Coordinate annotation entries
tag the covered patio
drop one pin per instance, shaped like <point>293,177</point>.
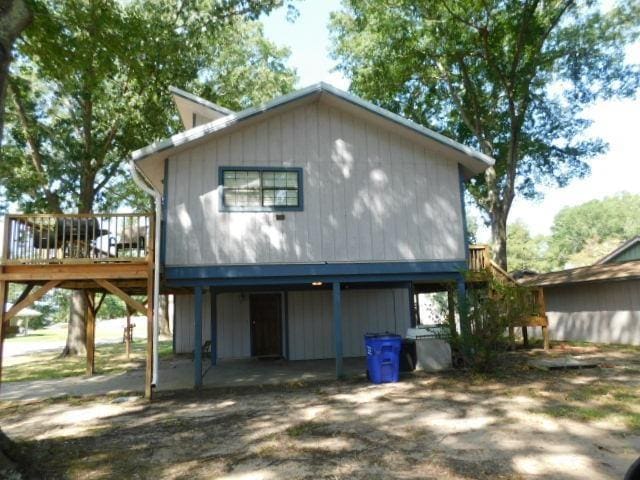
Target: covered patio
<point>177,374</point>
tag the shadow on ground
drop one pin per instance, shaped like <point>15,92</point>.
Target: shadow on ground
<point>518,423</point>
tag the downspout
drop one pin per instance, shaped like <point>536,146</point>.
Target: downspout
<point>156,269</point>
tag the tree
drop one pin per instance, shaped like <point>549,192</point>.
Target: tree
<point>525,252</point>
<point>509,78</point>
<point>90,84</point>
<point>582,234</point>
<point>15,16</point>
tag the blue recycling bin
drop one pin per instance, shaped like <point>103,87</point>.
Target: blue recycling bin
<point>383,356</point>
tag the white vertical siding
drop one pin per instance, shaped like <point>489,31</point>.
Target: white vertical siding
<point>363,311</point>
<point>595,312</point>
<point>369,195</point>
<point>310,321</point>
<point>233,324</point>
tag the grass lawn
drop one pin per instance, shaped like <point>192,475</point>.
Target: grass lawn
<point>109,359</point>
<point>517,423</point>
<point>50,334</point>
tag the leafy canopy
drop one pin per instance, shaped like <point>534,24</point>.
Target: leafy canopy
<point>509,78</point>
<point>90,84</point>
<point>582,234</point>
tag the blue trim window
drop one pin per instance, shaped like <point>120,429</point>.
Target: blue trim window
<point>259,189</point>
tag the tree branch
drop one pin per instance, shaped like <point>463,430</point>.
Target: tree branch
<point>36,156</point>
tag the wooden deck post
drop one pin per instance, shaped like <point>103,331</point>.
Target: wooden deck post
<point>337,328</point>
<point>127,332</point>
<point>90,327</point>
<point>412,305</point>
<point>148,384</point>
<point>214,326</point>
<point>451,314</point>
<point>197,337</point>
<point>542,305</point>
<point>3,300</point>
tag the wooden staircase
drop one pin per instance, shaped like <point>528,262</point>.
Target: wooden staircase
<point>482,268</point>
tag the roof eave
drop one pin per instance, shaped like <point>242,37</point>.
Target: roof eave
<point>473,162</point>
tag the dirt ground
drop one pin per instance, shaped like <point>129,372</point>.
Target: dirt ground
<point>520,423</point>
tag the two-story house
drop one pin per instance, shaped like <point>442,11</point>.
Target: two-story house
<point>293,228</point>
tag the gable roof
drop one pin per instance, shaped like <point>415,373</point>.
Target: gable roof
<point>190,105</point>
<point>629,244</point>
<point>473,162</point>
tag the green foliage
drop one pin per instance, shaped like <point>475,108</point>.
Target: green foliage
<point>90,84</point>
<point>525,252</point>
<point>509,78</point>
<point>490,311</point>
<point>582,234</point>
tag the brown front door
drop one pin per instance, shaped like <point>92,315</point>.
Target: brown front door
<point>266,324</point>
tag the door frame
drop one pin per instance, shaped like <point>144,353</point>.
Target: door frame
<point>281,321</point>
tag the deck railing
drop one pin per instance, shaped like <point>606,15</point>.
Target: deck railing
<point>479,258</point>
<point>77,238</point>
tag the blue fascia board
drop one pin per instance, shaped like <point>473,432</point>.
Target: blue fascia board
<point>296,274</point>
<point>311,269</point>
<point>292,281</point>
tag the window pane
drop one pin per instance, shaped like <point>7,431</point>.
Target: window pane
<point>229,179</point>
<point>281,198</point>
<point>253,180</point>
<point>292,198</point>
<point>253,199</point>
<point>281,179</point>
<point>268,198</point>
<point>268,179</point>
<point>292,179</point>
<point>266,188</point>
<point>230,198</point>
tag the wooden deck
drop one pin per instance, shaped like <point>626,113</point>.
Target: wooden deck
<point>97,254</point>
<point>482,268</point>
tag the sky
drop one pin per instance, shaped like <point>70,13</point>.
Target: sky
<point>617,122</point>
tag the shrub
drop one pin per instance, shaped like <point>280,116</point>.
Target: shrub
<point>490,310</point>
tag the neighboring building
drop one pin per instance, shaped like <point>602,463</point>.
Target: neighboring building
<point>293,228</point>
<point>626,252</point>
<point>599,303</point>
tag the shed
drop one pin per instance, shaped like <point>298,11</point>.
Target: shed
<point>599,303</point>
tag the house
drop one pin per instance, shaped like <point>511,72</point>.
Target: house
<point>629,250</point>
<point>598,303</point>
<point>292,228</point>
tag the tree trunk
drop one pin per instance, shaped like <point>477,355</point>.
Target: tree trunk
<point>15,16</point>
<point>163,312</point>
<point>499,239</point>
<point>76,334</point>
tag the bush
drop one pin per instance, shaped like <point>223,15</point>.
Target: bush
<point>490,310</point>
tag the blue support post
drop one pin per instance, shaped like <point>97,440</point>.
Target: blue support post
<point>197,337</point>
<point>463,308</point>
<point>337,327</point>
<point>412,305</point>
<point>286,324</point>
<point>214,326</point>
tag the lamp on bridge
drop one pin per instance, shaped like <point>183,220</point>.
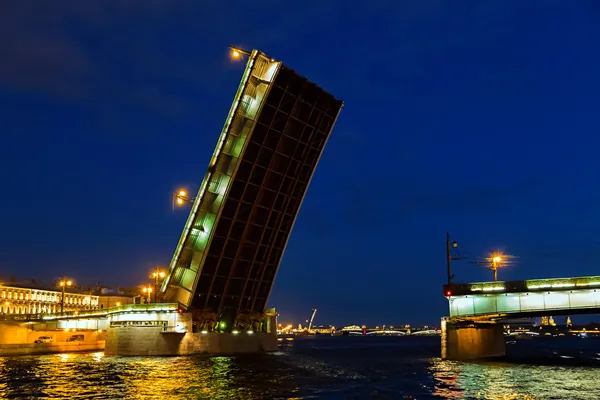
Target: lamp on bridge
<point>181,197</point>
<point>148,291</point>
<point>238,54</point>
<point>157,274</point>
<point>63,283</point>
<point>498,260</point>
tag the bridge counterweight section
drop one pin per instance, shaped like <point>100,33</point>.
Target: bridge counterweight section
<point>235,236</point>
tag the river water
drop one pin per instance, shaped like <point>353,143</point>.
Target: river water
<point>317,368</point>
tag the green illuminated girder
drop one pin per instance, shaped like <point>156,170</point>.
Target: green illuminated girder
<point>185,268</point>
<point>552,296</point>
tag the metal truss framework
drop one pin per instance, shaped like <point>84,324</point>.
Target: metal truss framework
<point>225,263</point>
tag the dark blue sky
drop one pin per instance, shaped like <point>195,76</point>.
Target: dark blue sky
<point>476,117</point>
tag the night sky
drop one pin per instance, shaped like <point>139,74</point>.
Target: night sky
<point>475,117</point>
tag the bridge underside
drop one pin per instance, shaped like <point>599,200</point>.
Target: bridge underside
<point>229,253</point>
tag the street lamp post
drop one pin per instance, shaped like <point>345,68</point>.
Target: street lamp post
<point>156,275</point>
<point>148,291</point>
<point>63,283</point>
<point>181,198</point>
<point>496,260</point>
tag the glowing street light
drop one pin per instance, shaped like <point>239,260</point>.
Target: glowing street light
<point>64,283</point>
<point>148,291</point>
<point>181,197</point>
<point>498,260</point>
<point>157,274</point>
<point>237,53</point>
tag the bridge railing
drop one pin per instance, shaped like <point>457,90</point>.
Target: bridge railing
<point>525,303</point>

• [PROBLEM DESCRIPTION] Turn all of the lines above into a numbered list, skipping any blank lines and omitting the pictures.

• [ANSWER FOR THIS EXERCISE]
1. tag the covered patio
2. drop one pin per instance, shaped like <point>293,177</point>.
3. Target: covered patio
4. <point>177,374</point>
5. tag the shadow on ground
6. drop one pin per instance, shaped like <point>15,92</point>.
7. Target: shadow on ground
8. <point>518,423</point>
9. tag the downspout
10. drop one pin per instance, shaped like <point>536,146</point>.
11. Target: downspout
12. <point>156,269</point>
13. tag the tree
14. drop one pin per instance, shaped like <point>549,192</point>.
15. Target: tree
16. <point>525,252</point>
17. <point>509,78</point>
18. <point>90,84</point>
19. <point>582,234</point>
20. <point>15,16</point>
21. tag the blue recycling bin
22. drop one pin per instance, shaped like <point>103,87</point>.
23. Target: blue recycling bin
24. <point>383,356</point>
25. tag the white vertical siding
26. drop one pin per instance, shaped like <point>489,31</point>.
27. Target: white vertical siding
28. <point>363,311</point>
29. <point>595,312</point>
30. <point>369,195</point>
31. <point>310,321</point>
32. <point>233,324</point>
33. tag the grass lawn
34. drop one pin per instance, shaped like <point>192,475</point>.
35. Target: grass lawn
36. <point>109,359</point>
37. <point>517,423</point>
38. <point>50,334</point>
39. tag the leafy canopy
40. drop one pin per instance, shaped like <point>534,24</point>.
41. Target: leafy canopy
42. <point>509,78</point>
43. <point>90,84</point>
44. <point>582,234</point>
45. tag the blue trim window
46. drop one pin per instance, shaped like <point>120,429</point>.
47. Target: blue trim window
48. <point>259,189</point>
49. tag the tree branch
50. drop one pin per instance, shaped like <point>463,430</point>.
51. Target: tree branch
52. <point>36,156</point>
53. tag the wooden deck post
54. drop one pin per instance, shaped like <point>103,331</point>.
55. Target: wooden deck post
56. <point>337,328</point>
57. <point>127,332</point>
58. <point>90,327</point>
59. <point>412,305</point>
60. <point>148,384</point>
61. <point>214,326</point>
62. <point>451,314</point>
63. <point>197,337</point>
64. <point>542,305</point>
65. <point>3,300</point>
66. tag the wooden staircase
67. drop one pin per instance, shaped like <point>528,262</point>.
68. Target: wooden staircase
69. <point>482,268</point>
70. tag the roof eave
71. drop one pin per instance, shaped like <point>242,37</point>.
72. Target: roof eave
73. <point>473,162</point>
74. tag the dirt ground
75. drop one pin per instance, shaped like <point>129,372</point>.
76. Target: dirt ground
77. <point>520,423</point>
78. tag the two-story house
79. drop one pin per instance, shaped like <point>442,11</point>.
80. Target: two-story house
81. <point>293,228</point>
82. tag the gable roof
83. drop one pin per instance, shaped like <point>415,373</point>.
84. Target: gable roof
85. <point>190,105</point>
86. <point>629,244</point>
87. <point>473,162</point>
88. tag the green foliage
89. drop one pin per instance, shaped like <point>475,108</point>.
90. Target: green foliage
91. <point>90,84</point>
92. <point>525,252</point>
93. <point>509,78</point>
94. <point>490,311</point>
95. <point>582,234</point>
96. tag the brown front door
97. drop one pin per instance, shaped like <point>92,315</point>.
98. Target: brown front door
99. <point>266,324</point>
100. tag the door frame
101. drop one pin per instance, shaped like <point>144,353</point>.
102. Target: door frame
103. <point>281,321</point>
104. tag the deck railing
105. drop one pin per instance, shaped like <point>606,15</point>.
106. Target: deck railing
107. <point>479,258</point>
108. <point>77,238</point>
109. tag the blue fascia board
110. drop one pin per instance, shaped like <point>473,432</point>.
111. Target: blue fascia board
112. <point>296,274</point>
113. <point>311,269</point>
114. <point>292,281</point>
115. tag the window pane
116. drop one pin per instance, shaped like <point>7,431</point>.
117. Target: window pane
118. <point>229,179</point>
119. <point>281,198</point>
120. <point>253,180</point>
121. <point>292,198</point>
122. <point>253,199</point>
123. <point>281,179</point>
124. <point>268,198</point>
125. <point>268,179</point>
126. <point>292,179</point>
127. <point>266,188</point>
128. <point>230,198</point>
129. tag the wooden deck
130. drop one pin per instance, shaped like <point>626,113</point>.
131. Target: wooden deck
132. <point>97,254</point>
133. <point>482,268</point>
134. tag the sky
135. drop one pin per instance, shaped like <point>70,13</point>.
136. Target: sky
137. <point>617,122</point>
138. tag the shrub
139. drop one pin per instance, shaped like <point>280,116</point>.
140. Target: shrub
141. <point>490,310</point>
142. tag the neighboring building
143. drop one pin per instance, shaped like <point>602,463</point>.
144. Target: neighboring building
145. <point>293,228</point>
146. <point>626,252</point>
147. <point>599,303</point>
148. tag the shed
149. drop one pin per instance, shaped like <point>298,11</point>.
150. Target: shed
151. <point>599,303</point>
152. tag the house
153. drop one pin per instance, shaped like <point>511,72</point>.
154. Target: house
155. <point>629,250</point>
156. <point>598,303</point>
157. <point>292,228</point>
158. tag the tree trunk
159. drop one pin per instance, shaped like <point>477,355</point>.
160. Target: tree trunk
161. <point>15,16</point>
162. <point>163,312</point>
163. <point>499,239</point>
164. <point>76,334</point>
165. tag the bush
166. drop one pin per instance, shaped like <point>223,15</point>.
167. Target: bush
168. <point>490,310</point>
169. tag the blue support post
170. drop one pin per instance, shaped like <point>97,440</point>.
171. Target: blue support post
172. <point>197,337</point>
173. <point>463,308</point>
174. <point>337,327</point>
175. <point>412,305</point>
176. <point>286,324</point>
177. <point>214,326</point>
178. tag the lamp on bridge
179. drop one pin per instance, shaped like <point>183,220</point>.
180. Target: lamp on bridge
181. <point>181,197</point>
182. <point>148,291</point>
183. <point>238,54</point>
184. <point>157,274</point>
185. <point>63,283</point>
186. <point>498,260</point>
187. tag the bridge counterweight section
188. drop one pin per instance, shaped like <point>100,33</point>.
189. Target: bridge counterweight section
190. <point>235,236</point>
191. tag the river water
192. drop one pin per instance, shaped like <point>353,143</point>.
193. Target: river water
194. <point>317,368</point>
195. tag the green illuminated girder
196. drop one pin per instance, shaped like <point>156,170</point>.
197. Target: green illuminated girder
198. <point>185,268</point>
199. <point>552,296</point>
200. tag the metal truss framework
201. drop one pin per instance, shaped like <point>84,324</point>.
202. Target: metal truss framework
203. <point>225,263</point>
204. tag the dark blue sky
205. drop one pin per instance, shaped like <point>195,76</point>.
206. Target: dark blue sky
207. <point>476,117</point>
208. tag the night sky
209. drop one pin per instance, shaped like <point>139,74</point>.
210. Target: night sky
211. <point>475,117</point>
212. tag the bridge underside
213. drop one pin per instance, shaped like <point>599,200</point>.
214. Target: bridge underside
215. <point>229,253</point>
216. tag the street lamp post
217. drop one pin per instance, shaped like <point>345,68</point>.
218. Target: street lamp post
219. <point>156,275</point>
220. <point>148,291</point>
221. <point>63,283</point>
222. <point>181,198</point>
223. <point>496,260</point>
224. tag the glowing street light
225. drop one pin per instance, shaped like <point>239,260</point>.
226. Target: glowing street light
227. <point>64,283</point>
228. <point>148,291</point>
229. <point>181,197</point>
230. <point>498,260</point>
231. <point>157,274</point>
232. <point>237,53</point>
233. tag the bridge railing
234. drop one pin per instance, shaped like <point>457,90</point>.
235. Target: bridge railing
236. <point>525,303</point>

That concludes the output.